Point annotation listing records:
================

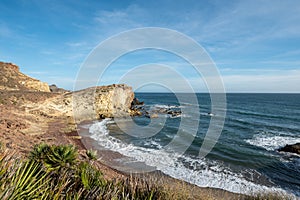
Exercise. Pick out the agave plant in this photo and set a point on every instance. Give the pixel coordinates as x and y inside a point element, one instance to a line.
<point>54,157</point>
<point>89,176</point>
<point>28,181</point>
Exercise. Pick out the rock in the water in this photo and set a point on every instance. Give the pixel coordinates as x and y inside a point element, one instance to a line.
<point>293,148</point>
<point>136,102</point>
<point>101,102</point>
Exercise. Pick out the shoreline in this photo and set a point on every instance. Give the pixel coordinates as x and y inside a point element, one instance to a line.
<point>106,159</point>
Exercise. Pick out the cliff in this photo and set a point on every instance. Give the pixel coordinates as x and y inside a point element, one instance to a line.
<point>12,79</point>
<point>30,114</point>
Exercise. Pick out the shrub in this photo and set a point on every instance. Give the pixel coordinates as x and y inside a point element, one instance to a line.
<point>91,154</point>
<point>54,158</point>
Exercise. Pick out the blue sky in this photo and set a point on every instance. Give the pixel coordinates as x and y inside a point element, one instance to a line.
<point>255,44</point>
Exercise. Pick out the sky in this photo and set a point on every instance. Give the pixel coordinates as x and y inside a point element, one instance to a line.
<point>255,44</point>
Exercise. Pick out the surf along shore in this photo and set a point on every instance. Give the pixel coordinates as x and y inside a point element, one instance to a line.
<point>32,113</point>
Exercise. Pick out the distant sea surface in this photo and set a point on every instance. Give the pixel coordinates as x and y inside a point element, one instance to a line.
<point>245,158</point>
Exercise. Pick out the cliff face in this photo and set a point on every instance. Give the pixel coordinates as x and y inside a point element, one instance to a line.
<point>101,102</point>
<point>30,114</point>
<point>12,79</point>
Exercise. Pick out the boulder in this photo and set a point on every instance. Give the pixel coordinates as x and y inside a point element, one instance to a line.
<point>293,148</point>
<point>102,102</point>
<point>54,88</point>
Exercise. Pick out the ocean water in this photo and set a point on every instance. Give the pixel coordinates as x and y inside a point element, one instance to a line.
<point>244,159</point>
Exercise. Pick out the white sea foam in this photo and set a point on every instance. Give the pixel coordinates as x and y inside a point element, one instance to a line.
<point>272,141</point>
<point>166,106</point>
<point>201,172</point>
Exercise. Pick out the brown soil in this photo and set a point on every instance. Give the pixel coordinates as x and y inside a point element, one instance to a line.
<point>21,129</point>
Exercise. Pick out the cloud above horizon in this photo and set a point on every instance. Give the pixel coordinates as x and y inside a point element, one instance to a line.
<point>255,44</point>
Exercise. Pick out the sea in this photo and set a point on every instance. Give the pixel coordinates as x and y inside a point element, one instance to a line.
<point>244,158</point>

================

Copy the lines from the one containing "Exercise. Pick out the cloud" through the end of the listing, switching "instance" to "occurrence" and leaving everything else unchanged.

Exercise. Pick out the cloud above horizon in this photo and set a point on every occurrence. Give the pixel coordinates as x and y inside a point element, one occurrence to a line.
<point>255,44</point>
Exercise. Pick out the sea in this photo and set a point on every occurrence. Give the pixel coordinates as x and y inside a point element, one occurrence to a line.
<point>244,158</point>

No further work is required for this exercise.